** Start of Records shown **

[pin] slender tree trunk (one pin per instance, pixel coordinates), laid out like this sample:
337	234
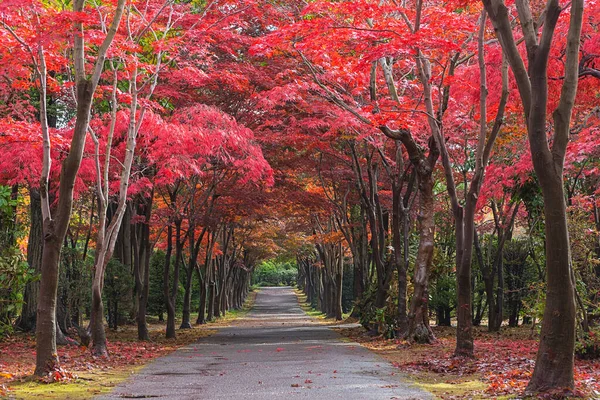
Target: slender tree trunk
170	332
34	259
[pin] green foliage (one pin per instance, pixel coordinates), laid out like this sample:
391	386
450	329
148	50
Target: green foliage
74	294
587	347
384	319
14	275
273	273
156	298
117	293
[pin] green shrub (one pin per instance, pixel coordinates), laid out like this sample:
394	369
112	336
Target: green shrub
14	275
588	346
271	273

** End of Records shown **
** Start of Records shown **

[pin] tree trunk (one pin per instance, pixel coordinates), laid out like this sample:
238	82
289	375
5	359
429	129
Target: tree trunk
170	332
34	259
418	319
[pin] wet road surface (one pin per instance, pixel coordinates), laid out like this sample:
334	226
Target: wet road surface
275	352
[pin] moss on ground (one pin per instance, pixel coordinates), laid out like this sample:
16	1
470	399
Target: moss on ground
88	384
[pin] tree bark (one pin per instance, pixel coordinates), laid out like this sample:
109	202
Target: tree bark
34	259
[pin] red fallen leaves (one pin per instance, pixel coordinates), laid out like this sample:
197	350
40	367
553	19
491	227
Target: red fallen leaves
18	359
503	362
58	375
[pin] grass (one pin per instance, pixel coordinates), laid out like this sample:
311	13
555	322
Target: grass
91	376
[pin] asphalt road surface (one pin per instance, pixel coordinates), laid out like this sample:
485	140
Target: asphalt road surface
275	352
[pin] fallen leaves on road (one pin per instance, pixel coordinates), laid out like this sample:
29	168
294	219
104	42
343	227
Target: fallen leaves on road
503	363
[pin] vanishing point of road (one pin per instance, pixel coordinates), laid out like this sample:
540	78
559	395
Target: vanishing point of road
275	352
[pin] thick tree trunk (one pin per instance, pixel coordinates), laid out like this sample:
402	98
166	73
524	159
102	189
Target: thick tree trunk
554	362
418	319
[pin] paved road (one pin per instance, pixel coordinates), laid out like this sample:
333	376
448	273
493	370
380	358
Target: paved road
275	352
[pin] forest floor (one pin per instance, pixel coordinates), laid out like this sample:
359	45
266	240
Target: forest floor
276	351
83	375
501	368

** End of Records shown **
** Start of Records shown **

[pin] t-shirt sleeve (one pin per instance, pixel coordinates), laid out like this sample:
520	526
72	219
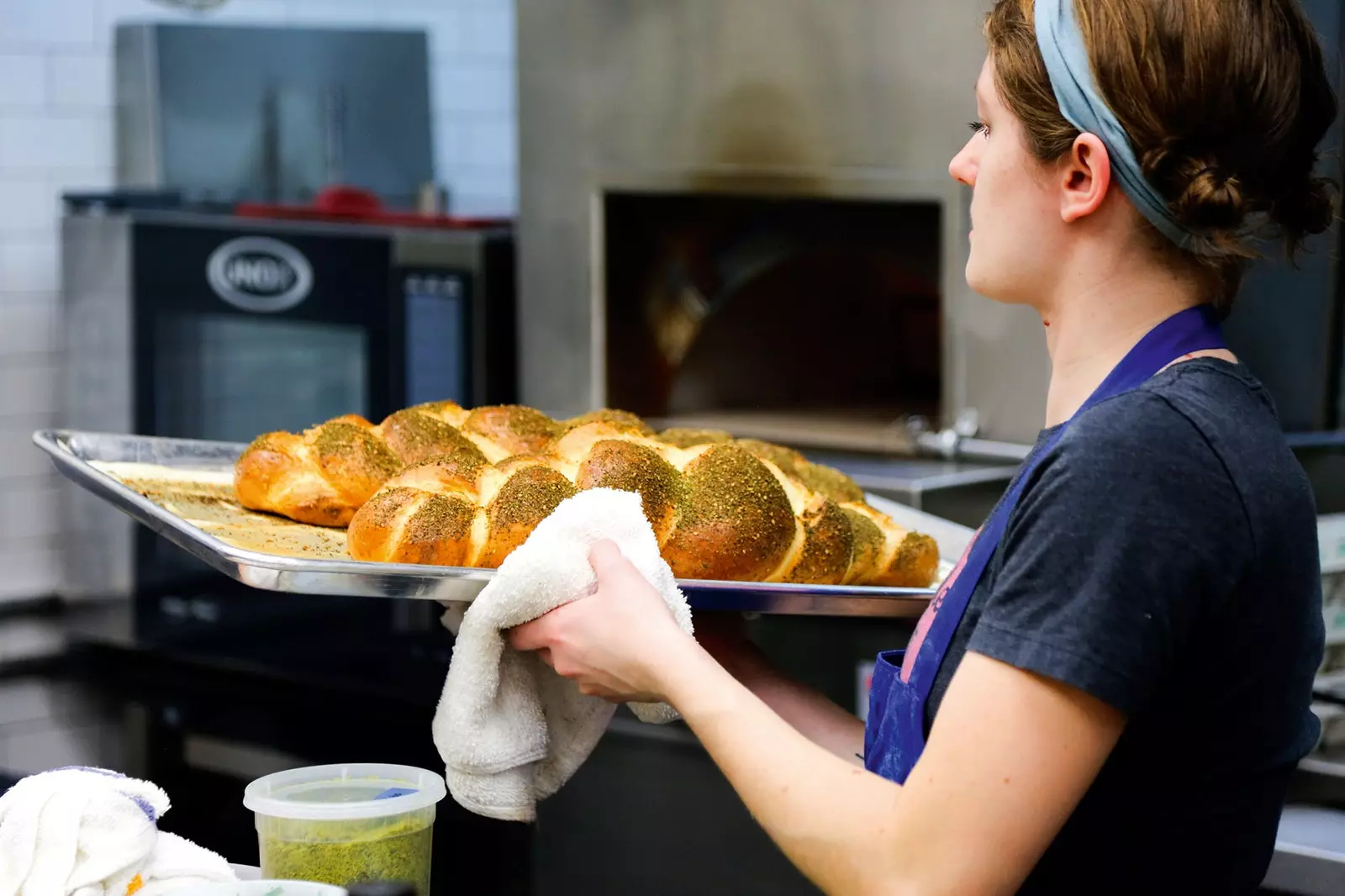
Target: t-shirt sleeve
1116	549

** End of Records shown **

▸ **Written exercise**: Return each line of the items above that contains the string "shrub". Case counts.

▸ **Finished task**:
[pin] green shrub (one pin per instance, pixel coordinates), laid out like this sample:
Target: green shrub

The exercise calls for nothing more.